ASSIGNED TASK
Copy every record exactly.

Data extracted from a collection
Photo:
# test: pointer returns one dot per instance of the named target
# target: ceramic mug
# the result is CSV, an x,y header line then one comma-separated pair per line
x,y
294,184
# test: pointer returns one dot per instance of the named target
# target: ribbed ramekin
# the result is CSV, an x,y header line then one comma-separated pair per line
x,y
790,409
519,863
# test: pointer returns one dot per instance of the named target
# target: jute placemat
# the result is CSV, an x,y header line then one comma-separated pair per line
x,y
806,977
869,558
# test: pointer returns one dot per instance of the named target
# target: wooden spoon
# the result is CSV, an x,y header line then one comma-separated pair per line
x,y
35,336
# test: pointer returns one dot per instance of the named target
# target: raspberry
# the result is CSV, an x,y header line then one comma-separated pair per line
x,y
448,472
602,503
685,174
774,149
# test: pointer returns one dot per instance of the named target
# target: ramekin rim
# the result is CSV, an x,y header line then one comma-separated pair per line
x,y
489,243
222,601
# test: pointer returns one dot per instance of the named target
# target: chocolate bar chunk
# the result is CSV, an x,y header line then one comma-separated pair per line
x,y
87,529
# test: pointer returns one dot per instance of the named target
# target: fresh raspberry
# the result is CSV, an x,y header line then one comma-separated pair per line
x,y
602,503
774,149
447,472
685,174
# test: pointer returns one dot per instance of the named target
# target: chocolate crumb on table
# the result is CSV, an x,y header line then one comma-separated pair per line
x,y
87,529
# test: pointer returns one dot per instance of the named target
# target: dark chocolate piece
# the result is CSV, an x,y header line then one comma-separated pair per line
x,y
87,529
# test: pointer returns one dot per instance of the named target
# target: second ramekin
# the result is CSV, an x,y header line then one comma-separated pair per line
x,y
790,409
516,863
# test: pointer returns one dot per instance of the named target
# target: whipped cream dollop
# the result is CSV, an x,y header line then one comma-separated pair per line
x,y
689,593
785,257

RESPONSE BELOW
Photo:
# test: pointer returns one dot per instance of the named target
# target: ceramic mug
# the result is CSV, an x,y header line then one comma-separated pair per line
x,y
294,184
# test: pointer returns one dot per instance of the named target
# target: ribbed ramekin
# the result is CSV, an x,y header line then one comma-separated pair per line
x,y
790,409
519,863
# test: pointer returns one dot per instance of the named target
# target: jute placemat
# the result is CSV, an x,y header line then one comma-separated pair per line
x,y
806,977
869,558
# test: pointer returns one dot per instance of the named target
# target: wooden spoon
# the result is CSV, an x,y header line then one comma-separated pair per line
x,y
35,336
# test: pointer returns one dot per instance of the named target
# target: raspberry
# the result is CSV, an x,y header line then one comma-separated pair per line
x,y
448,472
602,503
685,174
774,149
# test: pointer returns one dot per instance of the named target
# target: ramekin rim
# the result is CSV, an x,y header line then one comma-separated pair per line
x,y
489,243
222,601
# test: pointer returns one dot per instance of the named target
# target: chocolate bar chunk
# the result is CSV, an x,y header line then one comma-separated pair per line
x,y
87,529
# test: pointer returns one dot per instance of the named target
# target: fresh raspberry
# the result is CSV, an x,y header line then one comma-separated pair per line
x,y
602,503
774,149
447,472
685,174
# test: pointer returns one dot per instance of the named target
# target: chocolate crumb on table
# the result is CSV, an x,y header line then one comma-separated pair per line
x,y
87,529
# test: pointer returns one dot per instance of the named target
# target: dark chocolate piece
# the result is CSV, an x,y header line then one comma-separated pair per line
x,y
87,529
# test: pointer returns one dot per instance of the named target
# target: second ramekin
# the result is CSV, an x,y header line then one comma-separated pair per line
x,y
790,409
516,863
# test: pointer returns one dot per instance of the named target
# target: whipped cream dollop
# the result is CSV, an x,y header line then one comma-separated pair per line
x,y
689,593
785,257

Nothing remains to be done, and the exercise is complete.